━━━━━ Document extract
“The beloved of the LORD shall dwell in safety by Him, Who shelters him all the day long; And he shall dwell between His shoulders.” — Deuteronomy 33:12 (NKJV)
Picture a shepherd at dusk, scanning the hillside for his flock. One lamb—exhausted, trembling—can go no farther. Without hesitation, the shepherd lifts the weary creature onto his shoulders. The lamb stops struggling. Its breathing slows. Surrounded by the shepherd’s strength, it finally rests.
This is where you are right now.
“Beloved.” Not servant. Not subject. Not even simply “child.” Beloved.
This word from Deuteronomy 33:12 describes Benjamin’s tribe, but it echoes forward to every person who belongs to God. It speaks of being pursued, chosen, treasured—not for your performance, but for His pleasure. When your strength fails and your faith wavers, this truth remains: you are the one God loves.
I know how hard it is to believe this on the difficult days. When anxiety tightens around your chest like a vice. When the same problem circles back for the hundredth time. When you wonder if God sees you at all. I have whispered those same questions in the dark, feeling forgotten in my struggle.
But here is what I am learning: God’s Love is not proven by the absence of hardship—it is revealed in His Presence within it.
The imagery in this verse is stunning. “Between His shoulders”—the place where shepherds carried lambs too weak to walk. Not dragged behind. Not prodded forward. Carried.
This is the highest place on the shepherd’s body. The place of honor. The place of intimacy, where the lamb can feel the shepherd’s heartbeat. The place of absolute security, where the shepherd’s own body becomes a shield against every threat.
When you cannot take another step, you have not failed—you have arrived at the place where His strength replaces yours. The struggle is not a sign that you are doing something wrong. It is often the exact moment when you are positioned to experience something profoundly right: complete dependence on the One who never grows weary.
This undoes me—that the God who spoke galaxies into existence bends low to lift me up. That my exhaustion does not disqualify me from His care; it qualifies me for it.
━━━━━━━━━━
━━━━━ Data extracts
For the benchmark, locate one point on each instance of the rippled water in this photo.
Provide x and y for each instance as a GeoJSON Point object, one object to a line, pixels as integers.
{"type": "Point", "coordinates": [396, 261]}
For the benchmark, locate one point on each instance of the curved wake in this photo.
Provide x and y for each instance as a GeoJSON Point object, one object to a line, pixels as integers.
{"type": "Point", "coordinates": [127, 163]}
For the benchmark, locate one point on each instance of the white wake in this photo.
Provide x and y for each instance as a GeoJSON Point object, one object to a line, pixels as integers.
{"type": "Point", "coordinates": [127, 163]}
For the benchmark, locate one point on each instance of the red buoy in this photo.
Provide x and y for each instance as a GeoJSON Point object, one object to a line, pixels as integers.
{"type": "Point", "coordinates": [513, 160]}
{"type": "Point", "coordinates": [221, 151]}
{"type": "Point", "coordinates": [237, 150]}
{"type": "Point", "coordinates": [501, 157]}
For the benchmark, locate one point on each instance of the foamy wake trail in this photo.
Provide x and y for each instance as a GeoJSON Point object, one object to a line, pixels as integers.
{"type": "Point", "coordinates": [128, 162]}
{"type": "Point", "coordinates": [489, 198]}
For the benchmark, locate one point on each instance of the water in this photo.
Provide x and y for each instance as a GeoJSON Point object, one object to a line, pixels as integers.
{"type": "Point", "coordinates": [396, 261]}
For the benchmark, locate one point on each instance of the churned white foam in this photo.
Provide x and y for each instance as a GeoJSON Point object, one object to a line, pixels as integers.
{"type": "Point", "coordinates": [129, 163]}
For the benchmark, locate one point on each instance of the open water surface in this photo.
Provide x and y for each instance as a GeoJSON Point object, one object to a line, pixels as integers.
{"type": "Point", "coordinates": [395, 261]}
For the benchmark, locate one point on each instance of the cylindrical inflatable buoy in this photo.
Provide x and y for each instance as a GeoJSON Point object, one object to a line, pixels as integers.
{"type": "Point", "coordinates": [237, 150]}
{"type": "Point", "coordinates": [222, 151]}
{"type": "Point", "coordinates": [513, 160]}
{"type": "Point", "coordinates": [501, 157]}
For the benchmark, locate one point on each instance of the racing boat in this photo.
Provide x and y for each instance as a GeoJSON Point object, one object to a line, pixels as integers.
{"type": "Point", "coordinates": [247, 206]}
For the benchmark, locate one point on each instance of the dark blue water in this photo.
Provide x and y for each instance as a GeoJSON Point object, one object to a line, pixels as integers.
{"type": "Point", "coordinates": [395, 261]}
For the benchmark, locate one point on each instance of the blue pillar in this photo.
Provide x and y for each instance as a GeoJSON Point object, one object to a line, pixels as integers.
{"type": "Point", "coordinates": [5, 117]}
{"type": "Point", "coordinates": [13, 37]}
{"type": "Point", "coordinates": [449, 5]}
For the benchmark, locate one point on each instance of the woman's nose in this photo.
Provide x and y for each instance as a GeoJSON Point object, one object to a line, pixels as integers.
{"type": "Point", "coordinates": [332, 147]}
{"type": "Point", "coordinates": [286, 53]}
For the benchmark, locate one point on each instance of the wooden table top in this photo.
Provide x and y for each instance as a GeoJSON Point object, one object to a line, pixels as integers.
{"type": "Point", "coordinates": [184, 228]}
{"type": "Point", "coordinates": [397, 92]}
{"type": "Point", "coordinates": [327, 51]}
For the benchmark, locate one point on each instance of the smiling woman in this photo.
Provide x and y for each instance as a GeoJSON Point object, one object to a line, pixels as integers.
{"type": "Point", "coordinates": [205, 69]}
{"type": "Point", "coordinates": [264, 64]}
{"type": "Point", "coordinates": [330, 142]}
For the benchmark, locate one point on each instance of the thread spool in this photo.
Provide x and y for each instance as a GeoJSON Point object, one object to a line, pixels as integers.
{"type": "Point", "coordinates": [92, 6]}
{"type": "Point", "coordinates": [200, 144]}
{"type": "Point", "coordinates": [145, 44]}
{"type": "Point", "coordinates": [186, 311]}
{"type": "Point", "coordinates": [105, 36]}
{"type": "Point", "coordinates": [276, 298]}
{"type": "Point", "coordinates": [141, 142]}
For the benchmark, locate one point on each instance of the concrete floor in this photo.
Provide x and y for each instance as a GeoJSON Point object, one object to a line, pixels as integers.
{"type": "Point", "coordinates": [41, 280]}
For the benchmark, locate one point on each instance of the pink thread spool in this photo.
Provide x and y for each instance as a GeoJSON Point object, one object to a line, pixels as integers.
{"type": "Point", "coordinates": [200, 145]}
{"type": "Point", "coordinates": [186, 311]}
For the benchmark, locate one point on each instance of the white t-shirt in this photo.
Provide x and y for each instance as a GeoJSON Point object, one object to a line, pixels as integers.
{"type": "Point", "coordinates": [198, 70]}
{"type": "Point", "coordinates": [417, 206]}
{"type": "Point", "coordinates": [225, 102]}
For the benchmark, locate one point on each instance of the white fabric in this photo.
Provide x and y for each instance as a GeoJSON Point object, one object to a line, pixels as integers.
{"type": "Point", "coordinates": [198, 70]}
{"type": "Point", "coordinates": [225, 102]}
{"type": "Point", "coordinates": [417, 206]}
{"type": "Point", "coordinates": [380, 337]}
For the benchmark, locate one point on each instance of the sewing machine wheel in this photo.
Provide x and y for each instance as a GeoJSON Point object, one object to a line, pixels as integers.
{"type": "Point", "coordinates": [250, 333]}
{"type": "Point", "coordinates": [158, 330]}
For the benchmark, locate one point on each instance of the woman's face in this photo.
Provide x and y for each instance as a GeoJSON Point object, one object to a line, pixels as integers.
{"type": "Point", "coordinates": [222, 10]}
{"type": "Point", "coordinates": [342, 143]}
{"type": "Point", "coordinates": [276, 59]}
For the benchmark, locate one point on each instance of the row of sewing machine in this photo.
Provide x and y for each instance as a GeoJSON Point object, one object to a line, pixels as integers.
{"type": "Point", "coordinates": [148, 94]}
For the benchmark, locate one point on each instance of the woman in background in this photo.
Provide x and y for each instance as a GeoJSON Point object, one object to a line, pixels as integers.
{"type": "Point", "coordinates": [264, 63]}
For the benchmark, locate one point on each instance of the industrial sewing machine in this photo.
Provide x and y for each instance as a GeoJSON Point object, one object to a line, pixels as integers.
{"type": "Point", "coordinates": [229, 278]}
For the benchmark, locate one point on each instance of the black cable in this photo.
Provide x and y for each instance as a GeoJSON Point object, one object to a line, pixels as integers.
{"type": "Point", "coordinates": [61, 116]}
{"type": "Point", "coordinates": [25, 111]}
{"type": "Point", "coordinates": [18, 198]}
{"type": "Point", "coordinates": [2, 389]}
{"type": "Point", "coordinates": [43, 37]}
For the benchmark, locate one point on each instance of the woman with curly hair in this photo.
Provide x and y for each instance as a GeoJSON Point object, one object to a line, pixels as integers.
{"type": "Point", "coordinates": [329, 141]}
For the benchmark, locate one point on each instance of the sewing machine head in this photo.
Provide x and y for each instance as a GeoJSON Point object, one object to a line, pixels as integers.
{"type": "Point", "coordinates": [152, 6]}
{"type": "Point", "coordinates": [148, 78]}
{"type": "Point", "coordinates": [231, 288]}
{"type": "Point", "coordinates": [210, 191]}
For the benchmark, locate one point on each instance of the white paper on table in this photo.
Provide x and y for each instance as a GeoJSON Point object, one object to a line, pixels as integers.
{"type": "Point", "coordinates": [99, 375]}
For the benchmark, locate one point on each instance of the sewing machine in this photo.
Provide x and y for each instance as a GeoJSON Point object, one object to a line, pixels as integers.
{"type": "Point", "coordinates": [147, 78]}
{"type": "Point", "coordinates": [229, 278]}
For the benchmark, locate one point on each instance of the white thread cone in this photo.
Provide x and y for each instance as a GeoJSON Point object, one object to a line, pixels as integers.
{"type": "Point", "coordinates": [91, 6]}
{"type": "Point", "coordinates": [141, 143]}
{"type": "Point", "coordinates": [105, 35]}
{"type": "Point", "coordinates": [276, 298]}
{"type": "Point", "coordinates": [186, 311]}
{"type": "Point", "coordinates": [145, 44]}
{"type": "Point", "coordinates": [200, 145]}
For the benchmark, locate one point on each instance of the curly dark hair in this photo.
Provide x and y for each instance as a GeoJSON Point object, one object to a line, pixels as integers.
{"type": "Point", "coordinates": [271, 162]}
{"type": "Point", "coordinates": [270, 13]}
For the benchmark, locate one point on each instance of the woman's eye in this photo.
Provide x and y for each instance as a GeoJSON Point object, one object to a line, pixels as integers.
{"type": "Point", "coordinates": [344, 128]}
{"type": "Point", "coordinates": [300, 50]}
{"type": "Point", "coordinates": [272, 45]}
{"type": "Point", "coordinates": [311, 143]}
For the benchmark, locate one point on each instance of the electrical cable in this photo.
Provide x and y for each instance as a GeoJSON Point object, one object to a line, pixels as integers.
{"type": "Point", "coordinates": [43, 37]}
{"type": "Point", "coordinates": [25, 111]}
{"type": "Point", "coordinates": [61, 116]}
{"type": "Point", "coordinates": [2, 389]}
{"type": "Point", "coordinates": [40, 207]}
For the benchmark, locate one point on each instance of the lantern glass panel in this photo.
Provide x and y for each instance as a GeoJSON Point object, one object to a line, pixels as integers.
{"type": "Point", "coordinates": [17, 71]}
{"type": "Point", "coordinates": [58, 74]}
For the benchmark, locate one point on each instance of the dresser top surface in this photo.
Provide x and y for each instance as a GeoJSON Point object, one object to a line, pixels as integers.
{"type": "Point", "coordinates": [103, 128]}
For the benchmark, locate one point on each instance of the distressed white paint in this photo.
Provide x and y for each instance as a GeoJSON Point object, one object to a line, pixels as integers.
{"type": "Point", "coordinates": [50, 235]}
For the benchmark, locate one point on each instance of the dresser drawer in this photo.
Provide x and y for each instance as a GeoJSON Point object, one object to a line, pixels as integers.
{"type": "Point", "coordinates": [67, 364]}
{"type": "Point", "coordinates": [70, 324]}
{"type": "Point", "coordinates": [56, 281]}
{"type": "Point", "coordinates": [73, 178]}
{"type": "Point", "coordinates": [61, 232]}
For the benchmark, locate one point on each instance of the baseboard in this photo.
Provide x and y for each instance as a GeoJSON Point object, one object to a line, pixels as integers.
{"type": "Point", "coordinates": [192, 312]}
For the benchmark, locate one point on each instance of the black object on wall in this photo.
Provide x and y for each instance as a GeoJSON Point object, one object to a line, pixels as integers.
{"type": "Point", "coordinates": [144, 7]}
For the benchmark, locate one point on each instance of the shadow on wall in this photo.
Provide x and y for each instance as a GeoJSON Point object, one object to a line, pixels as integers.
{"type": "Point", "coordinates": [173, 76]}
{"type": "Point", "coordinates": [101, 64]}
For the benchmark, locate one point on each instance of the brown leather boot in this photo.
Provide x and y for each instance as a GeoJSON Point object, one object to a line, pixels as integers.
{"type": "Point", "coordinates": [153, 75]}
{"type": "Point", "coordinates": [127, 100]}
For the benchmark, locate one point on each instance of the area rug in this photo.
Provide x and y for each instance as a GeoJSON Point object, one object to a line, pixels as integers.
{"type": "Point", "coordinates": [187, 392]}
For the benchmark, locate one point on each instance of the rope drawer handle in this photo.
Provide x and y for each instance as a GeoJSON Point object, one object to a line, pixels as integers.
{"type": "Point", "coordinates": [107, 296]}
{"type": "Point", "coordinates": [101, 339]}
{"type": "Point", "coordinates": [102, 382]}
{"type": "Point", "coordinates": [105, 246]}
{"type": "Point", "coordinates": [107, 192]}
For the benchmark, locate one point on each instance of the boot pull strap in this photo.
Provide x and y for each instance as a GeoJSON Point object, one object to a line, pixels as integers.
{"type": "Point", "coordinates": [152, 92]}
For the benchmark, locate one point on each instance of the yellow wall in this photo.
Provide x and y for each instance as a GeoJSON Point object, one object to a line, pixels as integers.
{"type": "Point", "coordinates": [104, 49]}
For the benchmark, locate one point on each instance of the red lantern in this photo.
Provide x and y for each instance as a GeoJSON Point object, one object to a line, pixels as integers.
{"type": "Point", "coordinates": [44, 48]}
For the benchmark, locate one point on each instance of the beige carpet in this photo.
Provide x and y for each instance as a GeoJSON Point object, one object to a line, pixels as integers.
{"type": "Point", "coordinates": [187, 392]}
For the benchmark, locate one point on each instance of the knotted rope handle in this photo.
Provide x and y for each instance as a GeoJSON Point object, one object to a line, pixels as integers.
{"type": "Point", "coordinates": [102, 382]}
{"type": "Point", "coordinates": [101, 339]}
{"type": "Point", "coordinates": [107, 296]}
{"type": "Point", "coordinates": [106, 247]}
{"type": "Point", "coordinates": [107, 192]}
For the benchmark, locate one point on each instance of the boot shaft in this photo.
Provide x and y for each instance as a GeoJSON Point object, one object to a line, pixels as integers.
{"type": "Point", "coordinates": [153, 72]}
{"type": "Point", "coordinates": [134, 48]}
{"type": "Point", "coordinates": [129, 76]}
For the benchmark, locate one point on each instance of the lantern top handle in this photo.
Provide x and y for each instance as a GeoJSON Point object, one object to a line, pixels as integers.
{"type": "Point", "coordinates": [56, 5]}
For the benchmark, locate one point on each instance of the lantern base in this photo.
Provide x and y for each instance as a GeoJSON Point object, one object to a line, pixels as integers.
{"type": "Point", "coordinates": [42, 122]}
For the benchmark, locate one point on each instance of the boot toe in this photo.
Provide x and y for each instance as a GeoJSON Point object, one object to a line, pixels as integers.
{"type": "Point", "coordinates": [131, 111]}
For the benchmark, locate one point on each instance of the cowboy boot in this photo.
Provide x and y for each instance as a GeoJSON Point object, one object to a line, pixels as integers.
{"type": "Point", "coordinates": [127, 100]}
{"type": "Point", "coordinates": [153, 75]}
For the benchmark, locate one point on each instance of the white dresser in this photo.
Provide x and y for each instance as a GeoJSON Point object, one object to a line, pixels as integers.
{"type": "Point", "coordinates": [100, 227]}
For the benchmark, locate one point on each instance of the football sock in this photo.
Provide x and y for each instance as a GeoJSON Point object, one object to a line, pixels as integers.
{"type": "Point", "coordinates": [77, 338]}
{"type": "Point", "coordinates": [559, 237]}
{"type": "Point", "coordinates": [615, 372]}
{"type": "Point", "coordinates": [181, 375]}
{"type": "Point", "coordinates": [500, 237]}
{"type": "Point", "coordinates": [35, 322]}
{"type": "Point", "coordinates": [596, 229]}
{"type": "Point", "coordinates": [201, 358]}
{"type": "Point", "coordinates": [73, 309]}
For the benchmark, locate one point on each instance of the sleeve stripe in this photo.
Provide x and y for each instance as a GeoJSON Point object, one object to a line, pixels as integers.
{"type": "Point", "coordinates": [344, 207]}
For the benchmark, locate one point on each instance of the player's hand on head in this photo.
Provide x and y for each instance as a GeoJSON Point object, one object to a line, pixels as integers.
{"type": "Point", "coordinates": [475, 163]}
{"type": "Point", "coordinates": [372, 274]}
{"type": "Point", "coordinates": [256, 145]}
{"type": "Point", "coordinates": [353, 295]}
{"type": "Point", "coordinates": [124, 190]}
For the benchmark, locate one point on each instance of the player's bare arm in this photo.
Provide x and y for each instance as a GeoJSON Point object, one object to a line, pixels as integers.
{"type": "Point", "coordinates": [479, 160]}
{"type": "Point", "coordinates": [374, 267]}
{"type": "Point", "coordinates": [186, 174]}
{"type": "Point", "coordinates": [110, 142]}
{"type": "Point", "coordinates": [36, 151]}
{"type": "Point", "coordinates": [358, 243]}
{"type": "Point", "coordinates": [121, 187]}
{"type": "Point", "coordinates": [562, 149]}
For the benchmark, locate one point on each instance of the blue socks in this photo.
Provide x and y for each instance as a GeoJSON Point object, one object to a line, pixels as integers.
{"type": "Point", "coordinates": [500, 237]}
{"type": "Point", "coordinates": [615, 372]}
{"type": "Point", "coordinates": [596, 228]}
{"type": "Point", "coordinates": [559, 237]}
━━━━━━━━━━
● **To do**:
1 > In the devotional on Deuteronomy 33:12, which tribe does the word "Beloved" describe?
2 > Continue the devotional on Deuteronomy 33:12 from its final sentence.

● **Answers per task**:
1 > Benjamin's tribe.

2 >
So what does this look like when your mind races at 3 AM? When the diagnosis comes back unclear? When the relationship remains broken? When the provision has not arrived?
It looks like this: interrupting the spiral of anxious thoughts to speak His Name aloud. Just “Jesus”—sometimes that is all we have strength for, and it is enough.
It looks like: pausing in the chaos to breathe and remember whose arms are underneath you—not as a religious exercise, but as a lifeline back to truth.
It looks like: choosing to believe His Promises when everything in your circumstances screams the opposite—not because you feel strong, but because He is.
Some days I do this well. Most days I forget and try to carry everything myself, my shoulders buckling under weight they were never designed to bear. Then I remember: He is not asking me to be strong enough. He is asking me to be honest enough to admit I am not.
Your trial is not random. What feels like meaningless suffering is being transformed—even now—into something redemptive. The same hands that hold the universe are holding you, and they do not do purposeless work.
This does not mean your pain does not matter. It means your pain is not wasted. God is authoring a story of faithfulness through your struggle—one that will bring Him glory and bring you deeper into His heart.
The hardship you are walking through today is becoming the testimony you will offer tomorrow.
You are not alone in this. Not for one moment. Not ever.